Description of the task:
A faithful copy of the entries, without any pictures, is what is needed here.

-- Opening Marker --

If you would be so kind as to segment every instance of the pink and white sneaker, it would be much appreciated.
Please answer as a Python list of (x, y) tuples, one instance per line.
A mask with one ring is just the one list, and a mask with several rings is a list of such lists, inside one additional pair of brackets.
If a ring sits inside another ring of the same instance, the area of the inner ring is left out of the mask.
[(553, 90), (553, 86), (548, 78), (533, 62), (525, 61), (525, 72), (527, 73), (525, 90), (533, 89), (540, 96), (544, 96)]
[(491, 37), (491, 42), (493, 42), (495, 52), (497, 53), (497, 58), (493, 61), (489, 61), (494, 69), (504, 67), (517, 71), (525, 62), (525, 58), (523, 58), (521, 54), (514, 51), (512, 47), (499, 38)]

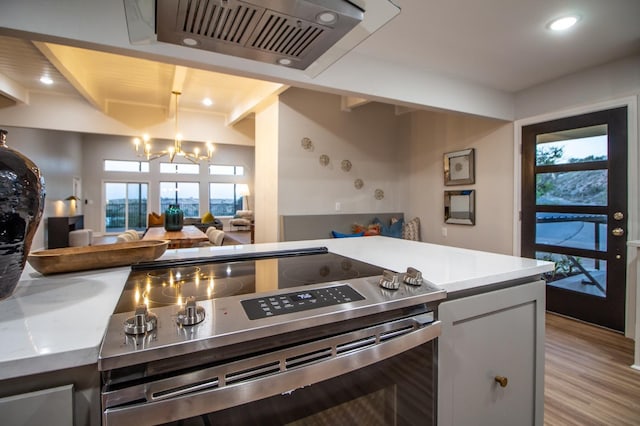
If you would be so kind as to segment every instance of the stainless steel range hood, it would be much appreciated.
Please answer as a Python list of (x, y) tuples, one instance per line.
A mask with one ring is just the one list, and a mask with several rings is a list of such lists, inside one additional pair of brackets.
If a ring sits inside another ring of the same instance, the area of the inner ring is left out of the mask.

-- Closing Marker --

Solution for this exercise:
If you would be so kind as to segment every instance of the pink and white sneaker, it would be much appreciated.
Please answer as a Python list of (x, y) tuples, one instance per line.
A mask with one ring is just the one list, and a mask with several rings is a list of such lists, inside one additional pair of brackets.
If a ring sits inside another ring of the same instance, the area of the inner ring is left out of the mask.
[(553, 90), (553, 86), (548, 78), (533, 62), (525, 61), (525, 72), (527, 73), (525, 90), (533, 89), (540, 96), (544, 96)]
[(491, 37), (491, 42), (493, 42), (495, 52), (497, 53), (497, 58), (493, 61), (489, 61), (494, 69), (504, 67), (517, 71), (525, 62), (525, 58), (523, 58), (521, 54), (514, 51), (512, 47), (499, 38)]

If you would be so kind as to segment every instance of the stainless steel range hood, it would be much appreciated.
Please answer as a Python list of (x, y) tuples, one instance per line.
A mask with one ring is just the one list, and a mask with several rings is a list of such lists, inside one additional pair of brackets.
If a ring sits inside another ring of the same instance, the area of the inner ring is left out of the mask.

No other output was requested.